■ ACTION ITEM ■
Write only the number of lines in the records beneath that hold "potted".

■ MATERIAL FOR THIS TASK ■
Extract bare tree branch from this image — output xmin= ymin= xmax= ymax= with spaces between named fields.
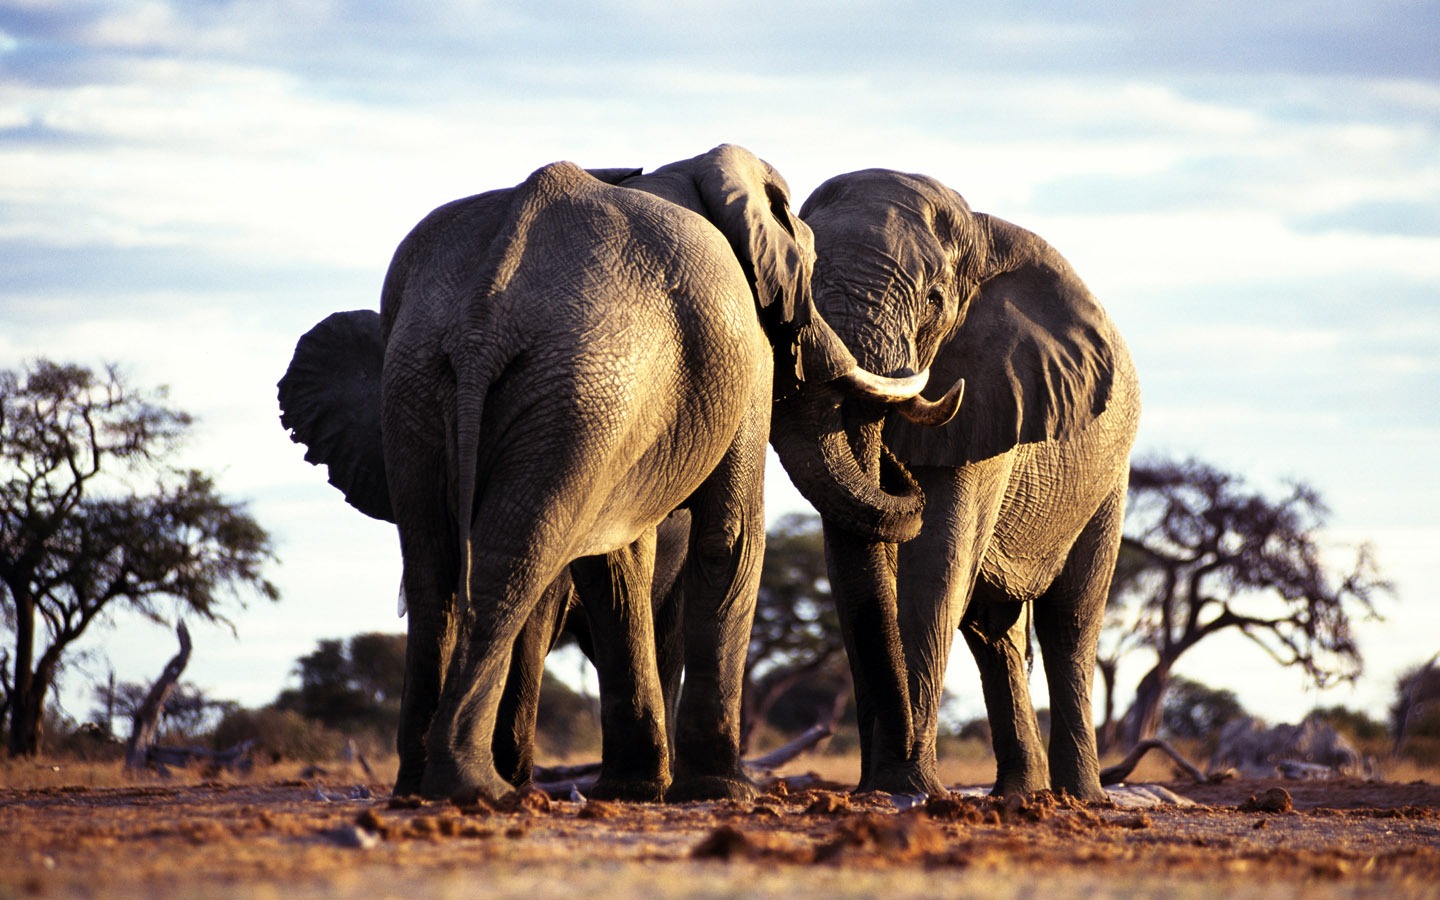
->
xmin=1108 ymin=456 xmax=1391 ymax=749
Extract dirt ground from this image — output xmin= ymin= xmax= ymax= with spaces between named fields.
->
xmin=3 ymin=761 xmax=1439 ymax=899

--

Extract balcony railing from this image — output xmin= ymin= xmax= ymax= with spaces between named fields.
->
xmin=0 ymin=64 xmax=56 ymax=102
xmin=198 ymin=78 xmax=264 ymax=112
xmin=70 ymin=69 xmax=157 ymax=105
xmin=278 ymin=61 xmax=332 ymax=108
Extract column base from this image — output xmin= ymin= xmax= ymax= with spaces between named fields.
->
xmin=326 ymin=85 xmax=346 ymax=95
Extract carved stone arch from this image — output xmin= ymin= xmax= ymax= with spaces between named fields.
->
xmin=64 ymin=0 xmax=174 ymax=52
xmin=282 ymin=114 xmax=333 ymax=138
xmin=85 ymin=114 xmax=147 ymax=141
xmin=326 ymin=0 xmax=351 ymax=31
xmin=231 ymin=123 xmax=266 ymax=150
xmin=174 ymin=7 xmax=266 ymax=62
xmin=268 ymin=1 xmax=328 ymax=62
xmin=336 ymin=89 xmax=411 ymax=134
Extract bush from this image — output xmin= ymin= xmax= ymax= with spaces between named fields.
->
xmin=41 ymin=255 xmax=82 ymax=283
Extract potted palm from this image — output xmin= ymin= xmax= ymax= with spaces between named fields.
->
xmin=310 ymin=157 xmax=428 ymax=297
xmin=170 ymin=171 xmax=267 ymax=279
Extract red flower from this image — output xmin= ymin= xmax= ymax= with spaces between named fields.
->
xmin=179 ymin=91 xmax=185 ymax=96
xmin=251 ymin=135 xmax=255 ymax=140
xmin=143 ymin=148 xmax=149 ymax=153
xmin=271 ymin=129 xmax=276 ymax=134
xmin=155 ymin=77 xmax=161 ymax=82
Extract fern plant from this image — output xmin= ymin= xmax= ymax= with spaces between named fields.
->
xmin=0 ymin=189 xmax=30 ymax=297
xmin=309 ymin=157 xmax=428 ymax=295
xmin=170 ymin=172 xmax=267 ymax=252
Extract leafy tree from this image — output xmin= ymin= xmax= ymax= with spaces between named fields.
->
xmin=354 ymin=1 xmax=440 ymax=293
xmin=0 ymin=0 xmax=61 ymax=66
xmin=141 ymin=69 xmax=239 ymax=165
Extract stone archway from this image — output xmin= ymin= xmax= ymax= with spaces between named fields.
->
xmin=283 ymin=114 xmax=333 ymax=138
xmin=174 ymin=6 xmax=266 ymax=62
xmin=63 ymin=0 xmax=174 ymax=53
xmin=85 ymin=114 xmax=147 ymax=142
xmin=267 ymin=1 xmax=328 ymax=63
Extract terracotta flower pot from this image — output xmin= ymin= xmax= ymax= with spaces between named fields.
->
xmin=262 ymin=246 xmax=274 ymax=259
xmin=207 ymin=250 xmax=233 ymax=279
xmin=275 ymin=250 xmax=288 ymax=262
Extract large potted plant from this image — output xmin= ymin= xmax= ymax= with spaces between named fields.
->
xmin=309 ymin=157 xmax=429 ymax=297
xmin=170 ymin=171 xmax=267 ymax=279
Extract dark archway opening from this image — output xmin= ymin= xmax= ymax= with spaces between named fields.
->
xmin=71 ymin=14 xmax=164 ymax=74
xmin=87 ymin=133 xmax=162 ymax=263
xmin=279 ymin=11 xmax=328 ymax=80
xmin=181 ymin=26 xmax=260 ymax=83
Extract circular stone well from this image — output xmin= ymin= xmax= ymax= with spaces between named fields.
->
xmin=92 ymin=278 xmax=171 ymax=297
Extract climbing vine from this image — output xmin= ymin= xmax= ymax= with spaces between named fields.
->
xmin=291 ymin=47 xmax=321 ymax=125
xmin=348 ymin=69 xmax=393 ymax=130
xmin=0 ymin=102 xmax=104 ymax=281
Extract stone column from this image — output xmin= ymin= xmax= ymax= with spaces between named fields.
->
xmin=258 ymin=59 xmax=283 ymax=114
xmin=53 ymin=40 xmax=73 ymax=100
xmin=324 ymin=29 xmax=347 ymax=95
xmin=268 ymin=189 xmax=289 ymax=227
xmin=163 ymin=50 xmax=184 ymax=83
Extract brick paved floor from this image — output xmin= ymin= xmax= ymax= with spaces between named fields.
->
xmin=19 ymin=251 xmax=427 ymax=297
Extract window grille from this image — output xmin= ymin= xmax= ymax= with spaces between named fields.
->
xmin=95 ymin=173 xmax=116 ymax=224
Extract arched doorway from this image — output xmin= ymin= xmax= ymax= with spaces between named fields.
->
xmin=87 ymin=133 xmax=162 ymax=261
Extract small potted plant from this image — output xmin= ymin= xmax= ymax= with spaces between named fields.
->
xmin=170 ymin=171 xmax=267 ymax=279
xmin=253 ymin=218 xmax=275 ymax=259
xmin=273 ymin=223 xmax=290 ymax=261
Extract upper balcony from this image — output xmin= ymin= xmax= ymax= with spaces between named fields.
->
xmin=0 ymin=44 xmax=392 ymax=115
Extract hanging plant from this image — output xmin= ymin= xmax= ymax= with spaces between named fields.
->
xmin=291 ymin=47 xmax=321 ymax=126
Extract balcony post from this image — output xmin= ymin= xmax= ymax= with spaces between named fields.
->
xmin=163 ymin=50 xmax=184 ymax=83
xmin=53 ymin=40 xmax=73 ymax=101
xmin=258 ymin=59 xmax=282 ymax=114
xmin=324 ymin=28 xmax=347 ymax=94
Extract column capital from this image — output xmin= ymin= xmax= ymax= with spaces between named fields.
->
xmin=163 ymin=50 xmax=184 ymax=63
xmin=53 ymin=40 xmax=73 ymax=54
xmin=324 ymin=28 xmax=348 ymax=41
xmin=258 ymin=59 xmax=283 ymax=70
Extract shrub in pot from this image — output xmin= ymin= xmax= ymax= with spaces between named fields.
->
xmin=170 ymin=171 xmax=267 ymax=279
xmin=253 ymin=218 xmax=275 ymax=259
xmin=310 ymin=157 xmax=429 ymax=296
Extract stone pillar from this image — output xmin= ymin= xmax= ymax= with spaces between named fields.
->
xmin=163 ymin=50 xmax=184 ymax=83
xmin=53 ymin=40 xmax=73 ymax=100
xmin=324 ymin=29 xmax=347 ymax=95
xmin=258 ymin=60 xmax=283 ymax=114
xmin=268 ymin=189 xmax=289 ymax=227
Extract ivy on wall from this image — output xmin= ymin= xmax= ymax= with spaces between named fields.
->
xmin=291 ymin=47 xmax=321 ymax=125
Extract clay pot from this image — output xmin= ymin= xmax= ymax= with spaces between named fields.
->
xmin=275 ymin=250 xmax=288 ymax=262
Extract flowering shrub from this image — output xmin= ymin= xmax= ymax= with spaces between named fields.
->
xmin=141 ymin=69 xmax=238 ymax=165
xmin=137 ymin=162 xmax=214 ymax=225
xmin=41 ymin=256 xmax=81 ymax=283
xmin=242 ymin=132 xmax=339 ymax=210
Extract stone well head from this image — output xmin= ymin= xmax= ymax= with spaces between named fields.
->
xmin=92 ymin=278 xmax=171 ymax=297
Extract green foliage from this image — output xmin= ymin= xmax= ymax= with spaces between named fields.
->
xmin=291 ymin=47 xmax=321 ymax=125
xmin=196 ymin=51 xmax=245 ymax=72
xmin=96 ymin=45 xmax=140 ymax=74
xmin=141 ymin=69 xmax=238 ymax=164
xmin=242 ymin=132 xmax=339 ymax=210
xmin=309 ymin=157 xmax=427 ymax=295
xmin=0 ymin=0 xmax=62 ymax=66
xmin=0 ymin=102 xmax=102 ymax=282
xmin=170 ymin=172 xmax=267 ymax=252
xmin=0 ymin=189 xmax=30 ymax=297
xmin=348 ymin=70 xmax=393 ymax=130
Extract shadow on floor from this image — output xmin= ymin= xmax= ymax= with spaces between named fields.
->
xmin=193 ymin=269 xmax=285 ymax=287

■ ANSWER BOX ■
3